(Records excerpted from a collection)
• • • • •

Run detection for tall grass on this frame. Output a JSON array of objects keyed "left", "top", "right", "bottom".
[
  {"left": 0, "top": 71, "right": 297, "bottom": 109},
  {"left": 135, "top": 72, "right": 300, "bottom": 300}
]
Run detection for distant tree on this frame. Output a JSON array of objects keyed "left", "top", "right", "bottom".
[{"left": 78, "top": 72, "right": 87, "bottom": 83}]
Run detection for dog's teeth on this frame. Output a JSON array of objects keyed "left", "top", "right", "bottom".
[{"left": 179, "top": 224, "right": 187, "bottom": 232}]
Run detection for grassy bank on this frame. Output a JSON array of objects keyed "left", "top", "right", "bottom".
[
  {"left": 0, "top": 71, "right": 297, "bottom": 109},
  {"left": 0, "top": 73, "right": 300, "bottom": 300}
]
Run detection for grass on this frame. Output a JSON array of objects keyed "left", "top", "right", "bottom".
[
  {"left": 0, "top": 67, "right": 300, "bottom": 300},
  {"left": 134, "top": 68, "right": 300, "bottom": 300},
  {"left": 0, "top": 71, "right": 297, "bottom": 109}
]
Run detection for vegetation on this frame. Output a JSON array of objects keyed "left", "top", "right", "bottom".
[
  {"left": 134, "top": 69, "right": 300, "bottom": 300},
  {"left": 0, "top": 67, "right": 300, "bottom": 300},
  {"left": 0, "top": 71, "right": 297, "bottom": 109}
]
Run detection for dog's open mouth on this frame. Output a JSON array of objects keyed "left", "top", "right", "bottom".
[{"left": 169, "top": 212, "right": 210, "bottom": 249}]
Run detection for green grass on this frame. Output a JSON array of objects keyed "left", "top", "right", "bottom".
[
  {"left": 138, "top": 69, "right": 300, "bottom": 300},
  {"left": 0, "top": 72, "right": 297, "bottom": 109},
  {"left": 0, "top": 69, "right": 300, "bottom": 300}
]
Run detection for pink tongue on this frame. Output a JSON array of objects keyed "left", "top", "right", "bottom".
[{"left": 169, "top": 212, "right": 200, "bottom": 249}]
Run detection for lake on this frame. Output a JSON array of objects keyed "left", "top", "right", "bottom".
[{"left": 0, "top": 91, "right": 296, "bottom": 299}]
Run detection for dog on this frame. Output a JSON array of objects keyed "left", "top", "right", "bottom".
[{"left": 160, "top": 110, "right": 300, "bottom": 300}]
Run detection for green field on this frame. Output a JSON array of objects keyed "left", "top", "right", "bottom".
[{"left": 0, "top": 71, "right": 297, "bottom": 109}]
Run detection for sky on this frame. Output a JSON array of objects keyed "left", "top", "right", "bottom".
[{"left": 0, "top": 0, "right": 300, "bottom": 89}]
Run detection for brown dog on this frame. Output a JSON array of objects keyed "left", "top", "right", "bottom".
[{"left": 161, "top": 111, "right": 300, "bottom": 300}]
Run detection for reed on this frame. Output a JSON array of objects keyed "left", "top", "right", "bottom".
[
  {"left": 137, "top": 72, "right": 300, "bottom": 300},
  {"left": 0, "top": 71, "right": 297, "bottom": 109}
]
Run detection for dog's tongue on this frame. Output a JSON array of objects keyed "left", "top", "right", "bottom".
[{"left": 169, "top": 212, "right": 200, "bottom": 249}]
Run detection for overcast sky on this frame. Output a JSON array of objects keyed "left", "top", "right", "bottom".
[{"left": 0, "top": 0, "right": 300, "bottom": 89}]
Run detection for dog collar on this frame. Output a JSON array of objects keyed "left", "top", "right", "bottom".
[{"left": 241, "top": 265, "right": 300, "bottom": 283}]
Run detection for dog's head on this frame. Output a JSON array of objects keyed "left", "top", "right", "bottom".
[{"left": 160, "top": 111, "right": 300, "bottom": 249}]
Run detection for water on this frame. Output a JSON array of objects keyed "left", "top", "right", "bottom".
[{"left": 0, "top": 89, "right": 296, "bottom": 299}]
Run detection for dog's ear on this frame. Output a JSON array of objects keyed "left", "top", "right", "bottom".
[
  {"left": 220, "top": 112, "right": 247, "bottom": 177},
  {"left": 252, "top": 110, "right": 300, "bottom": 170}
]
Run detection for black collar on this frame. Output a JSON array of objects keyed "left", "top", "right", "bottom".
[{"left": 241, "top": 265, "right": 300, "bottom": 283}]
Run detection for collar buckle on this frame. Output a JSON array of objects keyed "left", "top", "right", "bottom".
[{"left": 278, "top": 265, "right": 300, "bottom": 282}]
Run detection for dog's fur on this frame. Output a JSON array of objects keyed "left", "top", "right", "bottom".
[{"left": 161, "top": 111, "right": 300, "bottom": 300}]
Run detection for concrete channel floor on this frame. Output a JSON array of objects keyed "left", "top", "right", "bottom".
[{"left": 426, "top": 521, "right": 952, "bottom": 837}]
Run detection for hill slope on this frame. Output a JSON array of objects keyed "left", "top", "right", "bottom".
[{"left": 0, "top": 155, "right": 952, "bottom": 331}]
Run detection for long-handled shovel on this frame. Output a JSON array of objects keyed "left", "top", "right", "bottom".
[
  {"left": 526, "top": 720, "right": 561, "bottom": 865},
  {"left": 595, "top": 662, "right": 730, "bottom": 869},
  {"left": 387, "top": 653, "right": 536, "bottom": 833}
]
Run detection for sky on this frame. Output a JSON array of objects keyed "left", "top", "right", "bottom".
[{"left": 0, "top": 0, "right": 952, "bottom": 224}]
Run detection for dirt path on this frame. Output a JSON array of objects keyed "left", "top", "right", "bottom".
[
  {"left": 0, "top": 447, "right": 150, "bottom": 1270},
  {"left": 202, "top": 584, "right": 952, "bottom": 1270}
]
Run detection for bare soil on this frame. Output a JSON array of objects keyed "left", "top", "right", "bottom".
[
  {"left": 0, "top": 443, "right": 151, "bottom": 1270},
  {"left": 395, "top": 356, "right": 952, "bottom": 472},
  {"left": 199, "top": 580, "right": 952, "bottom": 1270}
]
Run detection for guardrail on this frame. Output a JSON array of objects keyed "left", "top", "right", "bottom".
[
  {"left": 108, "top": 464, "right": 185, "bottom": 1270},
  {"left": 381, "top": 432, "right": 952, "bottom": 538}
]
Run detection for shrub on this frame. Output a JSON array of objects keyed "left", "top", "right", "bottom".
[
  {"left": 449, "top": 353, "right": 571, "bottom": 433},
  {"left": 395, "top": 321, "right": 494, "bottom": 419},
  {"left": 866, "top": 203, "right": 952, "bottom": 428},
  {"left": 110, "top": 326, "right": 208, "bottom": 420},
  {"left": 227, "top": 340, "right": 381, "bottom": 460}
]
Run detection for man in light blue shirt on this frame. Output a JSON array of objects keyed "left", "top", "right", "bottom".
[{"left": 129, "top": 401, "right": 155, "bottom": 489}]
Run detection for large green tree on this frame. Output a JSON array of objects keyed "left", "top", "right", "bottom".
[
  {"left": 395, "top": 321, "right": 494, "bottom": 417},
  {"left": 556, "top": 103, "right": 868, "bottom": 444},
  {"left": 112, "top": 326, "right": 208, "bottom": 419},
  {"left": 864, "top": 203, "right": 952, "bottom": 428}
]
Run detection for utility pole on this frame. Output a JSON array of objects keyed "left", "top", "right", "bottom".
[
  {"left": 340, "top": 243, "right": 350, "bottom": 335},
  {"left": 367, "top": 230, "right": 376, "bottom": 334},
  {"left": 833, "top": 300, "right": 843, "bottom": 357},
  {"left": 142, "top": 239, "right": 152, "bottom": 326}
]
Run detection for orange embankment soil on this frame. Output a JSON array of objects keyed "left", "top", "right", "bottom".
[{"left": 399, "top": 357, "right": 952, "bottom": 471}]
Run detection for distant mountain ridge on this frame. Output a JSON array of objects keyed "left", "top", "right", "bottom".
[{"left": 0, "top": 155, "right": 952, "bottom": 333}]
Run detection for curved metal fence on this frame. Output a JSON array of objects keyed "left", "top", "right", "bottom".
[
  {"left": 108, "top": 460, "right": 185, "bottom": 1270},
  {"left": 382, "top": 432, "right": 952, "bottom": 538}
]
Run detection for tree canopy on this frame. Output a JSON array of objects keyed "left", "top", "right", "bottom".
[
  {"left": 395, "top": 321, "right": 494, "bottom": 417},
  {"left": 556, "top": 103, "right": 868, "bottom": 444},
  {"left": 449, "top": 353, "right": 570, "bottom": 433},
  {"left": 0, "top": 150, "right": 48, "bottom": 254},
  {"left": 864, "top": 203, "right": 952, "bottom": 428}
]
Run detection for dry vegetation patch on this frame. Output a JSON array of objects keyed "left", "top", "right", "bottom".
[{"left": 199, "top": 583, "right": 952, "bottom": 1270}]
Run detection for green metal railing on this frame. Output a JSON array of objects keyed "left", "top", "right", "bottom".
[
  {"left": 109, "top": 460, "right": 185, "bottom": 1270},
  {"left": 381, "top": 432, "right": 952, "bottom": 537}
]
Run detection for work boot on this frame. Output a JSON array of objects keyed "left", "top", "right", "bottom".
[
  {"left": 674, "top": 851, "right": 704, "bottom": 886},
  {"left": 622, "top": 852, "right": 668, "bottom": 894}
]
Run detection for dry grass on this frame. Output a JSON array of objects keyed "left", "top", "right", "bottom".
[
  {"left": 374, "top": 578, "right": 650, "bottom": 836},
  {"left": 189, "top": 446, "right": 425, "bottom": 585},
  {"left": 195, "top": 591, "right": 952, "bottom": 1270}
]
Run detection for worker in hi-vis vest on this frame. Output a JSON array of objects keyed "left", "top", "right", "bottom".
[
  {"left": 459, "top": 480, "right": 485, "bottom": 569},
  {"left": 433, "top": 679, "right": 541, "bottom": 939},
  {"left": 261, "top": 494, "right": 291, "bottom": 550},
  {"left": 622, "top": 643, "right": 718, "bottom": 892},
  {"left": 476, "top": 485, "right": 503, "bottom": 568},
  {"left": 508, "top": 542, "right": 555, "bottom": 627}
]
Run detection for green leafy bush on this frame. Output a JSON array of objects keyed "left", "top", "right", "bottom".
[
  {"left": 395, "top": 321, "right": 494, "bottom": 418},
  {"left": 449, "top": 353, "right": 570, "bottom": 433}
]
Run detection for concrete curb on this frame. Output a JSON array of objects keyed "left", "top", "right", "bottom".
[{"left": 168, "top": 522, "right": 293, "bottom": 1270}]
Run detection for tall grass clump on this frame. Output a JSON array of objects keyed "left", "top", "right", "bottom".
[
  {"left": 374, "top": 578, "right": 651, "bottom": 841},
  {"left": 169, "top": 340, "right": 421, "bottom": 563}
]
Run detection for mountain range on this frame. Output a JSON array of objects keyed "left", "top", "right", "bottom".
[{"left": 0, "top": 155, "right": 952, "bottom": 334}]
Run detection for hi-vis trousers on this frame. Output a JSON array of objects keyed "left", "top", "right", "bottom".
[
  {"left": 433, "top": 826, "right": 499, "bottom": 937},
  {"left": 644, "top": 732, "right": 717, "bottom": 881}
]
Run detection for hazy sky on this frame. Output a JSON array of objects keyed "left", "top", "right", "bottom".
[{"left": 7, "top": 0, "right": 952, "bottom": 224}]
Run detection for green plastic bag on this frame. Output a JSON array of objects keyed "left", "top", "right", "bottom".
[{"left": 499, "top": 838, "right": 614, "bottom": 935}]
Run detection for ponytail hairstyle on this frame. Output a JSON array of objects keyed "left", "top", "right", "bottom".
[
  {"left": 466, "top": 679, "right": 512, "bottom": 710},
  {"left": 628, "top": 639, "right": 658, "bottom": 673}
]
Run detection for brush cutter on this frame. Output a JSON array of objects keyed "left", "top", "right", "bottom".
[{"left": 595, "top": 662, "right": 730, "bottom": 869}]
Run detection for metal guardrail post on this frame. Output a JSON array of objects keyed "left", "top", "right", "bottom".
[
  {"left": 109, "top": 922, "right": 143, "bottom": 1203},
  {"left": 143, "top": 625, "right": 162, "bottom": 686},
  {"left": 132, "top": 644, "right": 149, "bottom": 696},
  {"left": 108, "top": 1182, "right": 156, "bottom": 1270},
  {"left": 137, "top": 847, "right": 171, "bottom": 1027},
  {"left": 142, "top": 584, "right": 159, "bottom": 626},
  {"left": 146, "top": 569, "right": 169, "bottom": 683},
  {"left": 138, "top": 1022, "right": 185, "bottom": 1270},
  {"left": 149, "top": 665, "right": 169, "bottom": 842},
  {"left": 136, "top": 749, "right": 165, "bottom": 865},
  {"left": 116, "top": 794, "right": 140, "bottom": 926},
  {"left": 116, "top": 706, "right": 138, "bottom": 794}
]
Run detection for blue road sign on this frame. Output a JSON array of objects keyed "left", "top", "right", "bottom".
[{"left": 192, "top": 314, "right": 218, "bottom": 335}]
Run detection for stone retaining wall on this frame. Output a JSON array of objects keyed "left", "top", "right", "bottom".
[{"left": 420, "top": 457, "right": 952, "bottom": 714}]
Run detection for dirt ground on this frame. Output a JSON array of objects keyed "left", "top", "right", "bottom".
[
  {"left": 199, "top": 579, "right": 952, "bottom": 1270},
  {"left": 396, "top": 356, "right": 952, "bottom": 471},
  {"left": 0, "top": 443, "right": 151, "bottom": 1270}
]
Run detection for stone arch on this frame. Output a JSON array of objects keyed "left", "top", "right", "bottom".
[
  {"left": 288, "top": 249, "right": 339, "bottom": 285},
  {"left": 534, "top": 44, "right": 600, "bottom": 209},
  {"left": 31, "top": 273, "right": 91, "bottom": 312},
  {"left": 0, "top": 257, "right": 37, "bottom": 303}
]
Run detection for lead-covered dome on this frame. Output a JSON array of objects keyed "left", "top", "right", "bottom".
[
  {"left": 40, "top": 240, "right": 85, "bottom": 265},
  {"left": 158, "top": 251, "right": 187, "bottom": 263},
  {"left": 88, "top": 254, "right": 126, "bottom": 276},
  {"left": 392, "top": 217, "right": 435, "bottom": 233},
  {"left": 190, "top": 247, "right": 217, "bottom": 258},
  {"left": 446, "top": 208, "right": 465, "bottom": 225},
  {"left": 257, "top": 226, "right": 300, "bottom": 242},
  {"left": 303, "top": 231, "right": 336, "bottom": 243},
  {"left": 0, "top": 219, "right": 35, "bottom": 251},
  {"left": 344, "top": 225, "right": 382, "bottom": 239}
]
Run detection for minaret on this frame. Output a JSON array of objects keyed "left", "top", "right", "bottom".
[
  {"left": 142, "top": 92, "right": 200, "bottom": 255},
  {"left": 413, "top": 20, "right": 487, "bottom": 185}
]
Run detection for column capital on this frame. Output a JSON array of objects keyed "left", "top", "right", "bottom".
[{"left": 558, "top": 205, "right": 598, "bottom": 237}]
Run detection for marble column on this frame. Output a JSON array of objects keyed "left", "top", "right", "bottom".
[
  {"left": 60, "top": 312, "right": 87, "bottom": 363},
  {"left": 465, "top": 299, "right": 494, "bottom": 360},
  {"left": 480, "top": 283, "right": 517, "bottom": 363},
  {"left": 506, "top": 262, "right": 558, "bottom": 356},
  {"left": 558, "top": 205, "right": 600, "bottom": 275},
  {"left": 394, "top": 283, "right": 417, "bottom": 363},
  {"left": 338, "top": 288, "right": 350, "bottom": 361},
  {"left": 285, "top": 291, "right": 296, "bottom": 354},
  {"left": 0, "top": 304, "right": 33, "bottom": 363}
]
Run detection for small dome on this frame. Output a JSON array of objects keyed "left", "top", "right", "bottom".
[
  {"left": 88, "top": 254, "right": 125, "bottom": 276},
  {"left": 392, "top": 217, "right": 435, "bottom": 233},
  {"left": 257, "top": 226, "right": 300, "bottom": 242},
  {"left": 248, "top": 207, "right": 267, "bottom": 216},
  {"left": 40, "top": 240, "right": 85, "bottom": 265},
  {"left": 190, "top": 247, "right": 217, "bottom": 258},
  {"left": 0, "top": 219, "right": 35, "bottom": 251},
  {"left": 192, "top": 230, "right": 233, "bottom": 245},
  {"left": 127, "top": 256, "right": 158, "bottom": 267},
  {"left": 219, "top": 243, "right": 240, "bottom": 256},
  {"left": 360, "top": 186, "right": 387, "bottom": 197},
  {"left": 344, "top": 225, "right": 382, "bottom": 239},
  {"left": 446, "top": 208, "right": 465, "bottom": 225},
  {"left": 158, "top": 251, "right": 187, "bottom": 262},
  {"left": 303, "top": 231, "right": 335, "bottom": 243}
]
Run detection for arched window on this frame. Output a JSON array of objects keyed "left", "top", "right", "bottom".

• • • • •

■ The exercise: Collect each line in the rows above that contains the word "concrete", and copy those lines in full. Letter case matters.

■ In response:
Run detection for concrete channel floor on this frame. Output a JSON array of objects keyed "left", "top", "right", "bottom".
Run detection for concrete curb on this frame. Output a JSON array of objects keyed "left", "top", "right", "bottom".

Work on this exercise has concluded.